**To do**: What is needed is an exact copy of all the entries below.

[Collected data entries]
● ● ● ● ● ● ●
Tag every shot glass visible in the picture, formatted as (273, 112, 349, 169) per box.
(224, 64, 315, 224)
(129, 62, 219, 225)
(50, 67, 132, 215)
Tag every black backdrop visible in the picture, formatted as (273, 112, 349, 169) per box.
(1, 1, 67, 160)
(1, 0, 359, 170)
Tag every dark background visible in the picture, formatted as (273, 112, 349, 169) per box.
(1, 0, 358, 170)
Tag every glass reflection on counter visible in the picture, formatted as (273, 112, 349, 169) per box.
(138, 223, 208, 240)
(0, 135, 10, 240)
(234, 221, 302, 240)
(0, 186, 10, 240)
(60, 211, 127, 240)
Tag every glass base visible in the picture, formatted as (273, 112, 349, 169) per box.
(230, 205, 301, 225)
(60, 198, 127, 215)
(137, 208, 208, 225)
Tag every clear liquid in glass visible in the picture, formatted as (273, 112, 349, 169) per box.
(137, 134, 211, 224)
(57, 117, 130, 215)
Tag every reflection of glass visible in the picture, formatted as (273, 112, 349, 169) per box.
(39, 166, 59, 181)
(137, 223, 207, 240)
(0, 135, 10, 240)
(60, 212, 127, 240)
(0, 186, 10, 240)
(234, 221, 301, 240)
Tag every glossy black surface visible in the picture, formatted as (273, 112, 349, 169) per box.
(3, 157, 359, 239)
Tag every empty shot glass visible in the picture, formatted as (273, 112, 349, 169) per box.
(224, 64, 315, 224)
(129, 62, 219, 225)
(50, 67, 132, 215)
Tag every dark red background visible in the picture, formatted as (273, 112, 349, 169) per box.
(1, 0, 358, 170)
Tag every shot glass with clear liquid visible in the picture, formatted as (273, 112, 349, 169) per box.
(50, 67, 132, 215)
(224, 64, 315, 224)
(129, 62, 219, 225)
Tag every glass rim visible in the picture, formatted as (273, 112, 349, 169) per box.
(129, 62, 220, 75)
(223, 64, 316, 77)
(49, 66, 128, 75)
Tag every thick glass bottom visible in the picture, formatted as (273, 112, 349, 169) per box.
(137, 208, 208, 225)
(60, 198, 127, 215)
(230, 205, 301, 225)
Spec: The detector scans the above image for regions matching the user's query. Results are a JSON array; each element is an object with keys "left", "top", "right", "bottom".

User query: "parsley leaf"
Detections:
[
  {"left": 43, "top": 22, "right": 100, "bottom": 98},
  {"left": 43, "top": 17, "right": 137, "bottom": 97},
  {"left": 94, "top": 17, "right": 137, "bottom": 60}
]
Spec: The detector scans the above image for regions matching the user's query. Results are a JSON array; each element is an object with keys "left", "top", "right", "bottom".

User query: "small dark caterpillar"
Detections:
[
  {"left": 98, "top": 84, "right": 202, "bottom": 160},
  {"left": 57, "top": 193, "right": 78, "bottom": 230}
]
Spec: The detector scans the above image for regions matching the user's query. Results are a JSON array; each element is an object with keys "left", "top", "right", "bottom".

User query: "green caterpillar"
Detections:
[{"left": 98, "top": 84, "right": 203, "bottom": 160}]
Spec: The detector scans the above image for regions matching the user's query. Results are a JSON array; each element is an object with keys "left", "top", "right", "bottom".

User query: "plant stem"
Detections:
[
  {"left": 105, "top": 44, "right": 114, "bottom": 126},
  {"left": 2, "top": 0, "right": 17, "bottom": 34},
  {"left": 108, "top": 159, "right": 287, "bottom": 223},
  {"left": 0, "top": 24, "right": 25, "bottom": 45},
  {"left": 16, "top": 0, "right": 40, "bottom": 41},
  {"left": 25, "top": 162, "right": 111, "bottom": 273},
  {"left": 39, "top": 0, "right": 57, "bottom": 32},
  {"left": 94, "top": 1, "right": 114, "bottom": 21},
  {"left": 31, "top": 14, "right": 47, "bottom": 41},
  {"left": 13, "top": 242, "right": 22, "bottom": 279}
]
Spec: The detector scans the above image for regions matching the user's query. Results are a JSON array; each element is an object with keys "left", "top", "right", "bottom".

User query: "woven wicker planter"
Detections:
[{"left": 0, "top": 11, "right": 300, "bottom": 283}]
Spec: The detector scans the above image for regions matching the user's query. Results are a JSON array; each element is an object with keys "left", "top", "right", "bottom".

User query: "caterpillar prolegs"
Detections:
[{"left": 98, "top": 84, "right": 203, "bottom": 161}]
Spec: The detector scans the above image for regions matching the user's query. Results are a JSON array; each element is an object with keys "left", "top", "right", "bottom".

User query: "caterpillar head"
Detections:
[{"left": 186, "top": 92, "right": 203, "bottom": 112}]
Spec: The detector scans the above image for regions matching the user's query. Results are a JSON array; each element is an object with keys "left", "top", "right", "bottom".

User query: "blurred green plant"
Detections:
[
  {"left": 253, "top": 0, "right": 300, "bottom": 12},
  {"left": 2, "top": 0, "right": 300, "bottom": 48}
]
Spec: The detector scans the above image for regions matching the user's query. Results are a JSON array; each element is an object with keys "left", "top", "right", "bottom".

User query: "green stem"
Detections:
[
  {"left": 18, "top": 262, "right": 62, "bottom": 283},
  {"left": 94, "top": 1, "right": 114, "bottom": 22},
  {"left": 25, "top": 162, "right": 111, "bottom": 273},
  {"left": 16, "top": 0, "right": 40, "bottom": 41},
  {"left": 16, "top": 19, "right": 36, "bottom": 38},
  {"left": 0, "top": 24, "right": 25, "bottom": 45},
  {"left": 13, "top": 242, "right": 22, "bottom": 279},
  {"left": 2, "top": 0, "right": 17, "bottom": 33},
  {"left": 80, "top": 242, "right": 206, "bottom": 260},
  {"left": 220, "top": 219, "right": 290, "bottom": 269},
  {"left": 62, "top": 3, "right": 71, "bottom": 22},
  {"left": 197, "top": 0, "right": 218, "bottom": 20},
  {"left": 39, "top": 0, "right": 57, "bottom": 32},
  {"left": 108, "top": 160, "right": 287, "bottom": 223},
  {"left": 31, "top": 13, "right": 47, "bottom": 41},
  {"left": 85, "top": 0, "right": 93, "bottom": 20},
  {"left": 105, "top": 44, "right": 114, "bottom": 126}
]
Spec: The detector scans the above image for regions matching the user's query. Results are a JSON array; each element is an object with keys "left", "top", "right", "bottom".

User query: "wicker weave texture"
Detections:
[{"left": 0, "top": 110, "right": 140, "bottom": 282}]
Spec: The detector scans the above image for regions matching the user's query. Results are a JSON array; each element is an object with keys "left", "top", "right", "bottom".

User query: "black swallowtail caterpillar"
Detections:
● ● ● ● ● ● ●
**Exercise response**:
Tag every shot glass visible in the picture, formatted as (273, 112, 349, 169) per box.
(224, 64, 315, 224)
(129, 62, 219, 225)
(50, 67, 132, 215)
Tag every black backdrop visible in the picture, formatted as (273, 112, 349, 169) per box.
(1, 1, 67, 160)
(1, 0, 359, 170)
Tag every dark background visible in the picture, formatted as (273, 112, 349, 169) per box.
(1, 0, 358, 170)
Tag every glass reflection on counter visible in the picture, formatted as (273, 112, 349, 169) per box.
(138, 223, 208, 240)
(0, 135, 10, 240)
(234, 221, 302, 240)
(0, 186, 10, 240)
(60, 211, 127, 240)
Tag every glass base visible in the picture, formatted as (273, 112, 349, 169) per box.
(230, 205, 301, 225)
(60, 198, 127, 215)
(137, 208, 208, 225)
Tag every clear liquid in glass visible in the picture, formatted as (273, 112, 349, 169) per box.
(137, 134, 211, 224)
(57, 117, 130, 215)
Tag every reflection of glass visible in the picture, formatted as (273, 112, 349, 169) per box.
(39, 166, 59, 181)
(137, 223, 207, 240)
(0, 135, 10, 240)
(60, 212, 127, 240)
(0, 186, 10, 240)
(234, 221, 301, 240)
Tag every glossy black surface visible in the picture, formatted as (273, 112, 349, 169) per box.
(3, 157, 359, 239)
Tag every empty shot glass visible in the picture, formatted as (273, 112, 349, 169) per box.
(224, 64, 315, 224)
(129, 62, 219, 225)
(50, 67, 132, 215)
Tag every dark red background visible in the picture, formatted as (273, 112, 349, 169) per box.
(1, 0, 358, 170)
Tag every shot glass with clear liquid visible in the picture, formatted as (273, 112, 349, 169) per box.
(50, 67, 132, 215)
(224, 64, 315, 224)
(129, 62, 219, 225)
Tag every glass rim visible in the picture, formatted as (273, 112, 349, 169) per box.
(129, 62, 220, 75)
(223, 64, 316, 77)
(49, 66, 128, 75)
Tag every thick glass bottom visible in the picture, formatted as (273, 112, 349, 169) per box.
(137, 208, 208, 225)
(60, 198, 127, 215)
(230, 205, 301, 225)
Spec: The detector scans the above image for regions matching the user's query. Results are a JSON array; each element is an object with keys "left", "top", "right", "bottom".

User query: "parsley leaf"
Detections:
[
  {"left": 43, "top": 22, "right": 100, "bottom": 98},
  {"left": 43, "top": 17, "right": 137, "bottom": 97},
  {"left": 94, "top": 17, "right": 137, "bottom": 60}
]
Spec: The detector scans the above image for regions matching the user's query. Results are a JSON array; each element is an object with keys "left", "top", "right", "bottom".

User query: "small dark caterpillar"
Detections:
[
  {"left": 98, "top": 84, "right": 202, "bottom": 160},
  {"left": 57, "top": 193, "right": 78, "bottom": 230}
]
Spec: The detector scans the above image for regions matching the user's query. Results are a JSON array; each element is an object with keys "left", "top", "right", "bottom".

User query: "green caterpillar"
Detections:
[{"left": 98, "top": 84, "right": 203, "bottom": 160}]
Spec: The detector scans the above image for regions matching the user's query. Results are a JSON array; each element is an object with keys "left", "top", "right", "bottom".

User query: "plant stem"
Detections:
[
  {"left": 105, "top": 44, "right": 114, "bottom": 126},
  {"left": 2, "top": 0, "right": 17, "bottom": 34},
  {"left": 108, "top": 159, "right": 287, "bottom": 223},
  {"left": 0, "top": 24, "right": 25, "bottom": 45},
  {"left": 16, "top": 0, "right": 40, "bottom": 41},
  {"left": 25, "top": 162, "right": 111, "bottom": 273},
  {"left": 39, "top": 0, "right": 57, "bottom": 32},
  {"left": 94, "top": 1, "right": 114, "bottom": 21},
  {"left": 31, "top": 14, "right": 47, "bottom": 41},
  {"left": 13, "top": 242, "right": 22, "bottom": 279}
]
Spec: The detector scans the above image for regions matching the user's query. Results are a JSON array; each element is an object with keys "left", "top", "right", "bottom".

User query: "woven wicker planter"
Detections:
[{"left": 0, "top": 11, "right": 300, "bottom": 283}]
Spec: The detector scans the above image for regions matching the user's query. Results are a JSON array; each element is an object with keys "left", "top", "right", "bottom".

User query: "caterpillar prolegs"
Detections:
[{"left": 98, "top": 84, "right": 203, "bottom": 161}]
Spec: The detector scans the above image for regions matching the user's query. Results are a JSON array; each element is an object with keys "left", "top", "right", "bottom".

User query: "caterpillar head"
Detections:
[{"left": 186, "top": 92, "right": 203, "bottom": 112}]
Spec: The detector scans the above image for regions matching the user's query. Results are a JSON array; each element is an object with keys "left", "top", "right", "bottom".

User query: "blurred green plant"
Detections:
[
  {"left": 253, "top": 0, "right": 300, "bottom": 12},
  {"left": 2, "top": 0, "right": 300, "bottom": 48}
]
Spec: The detector scans the above image for regions matching the user's query. Results are a JSON array; each element is an object with keys "left", "top", "right", "bottom".

User query: "green stem"
Detections:
[
  {"left": 18, "top": 262, "right": 62, "bottom": 283},
  {"left": 94, "top": 1, "right": 114, "bottom": 22},
  {"left": 25, "top": 162, "right": 111, "bottom": 273},
  {"left": 16, "top": 0, "right": 40, "bottom": 41},
  {"left": 16, "top": 19, "right": 36, "bottom": 38},
  {"left": 0, "top": 24, "right": 25, "bottom": 45},
  {"left": 13, "top": 242, "right": 22, "bottom": 279},
  {"left": 2, "top": 0, "right": 17, "bottom": 33},
  {"left": 80, "top": 242, "right": 206, "bottom": 260},
  {"left": 220, "top": 219, "right": 290, "bottom": 269},
  {"left": 62, "top": 3, "right": 71, "bottom": 22},
  {"left": 197, "top": 0, "right": 218, "bottom": 20},
  {"left": 39, "top": 0, "right": 57, "bottom": 32},
  {"left": 108, "top": 160, "right": 287, "bottom": 223},
  {"left": 31, "top": 13, "right": 47, "bottom": 41},
  {"left": 85, "top": 0, "right": 93, "bottom": 20},
  {"left": 105, "top": 44, "right": 114, "bottom": 126}
]
Spec: The detector scans the above image for regions matching the user's query. Results are a JSON array; each element is an object with keys "left", "top", "right", "bottom".

User query: "wicker weave texture"
Detections:
[{"left": 0, "top": 110, "right": 140, "bottom": 282}]
Spec: The detector scans the above image for regions matching the user's query. Results are a JSON array; each element is an object with keys "left", "top", "right", "bottom".

User query: "black swallowtail caterpillar"
Detections:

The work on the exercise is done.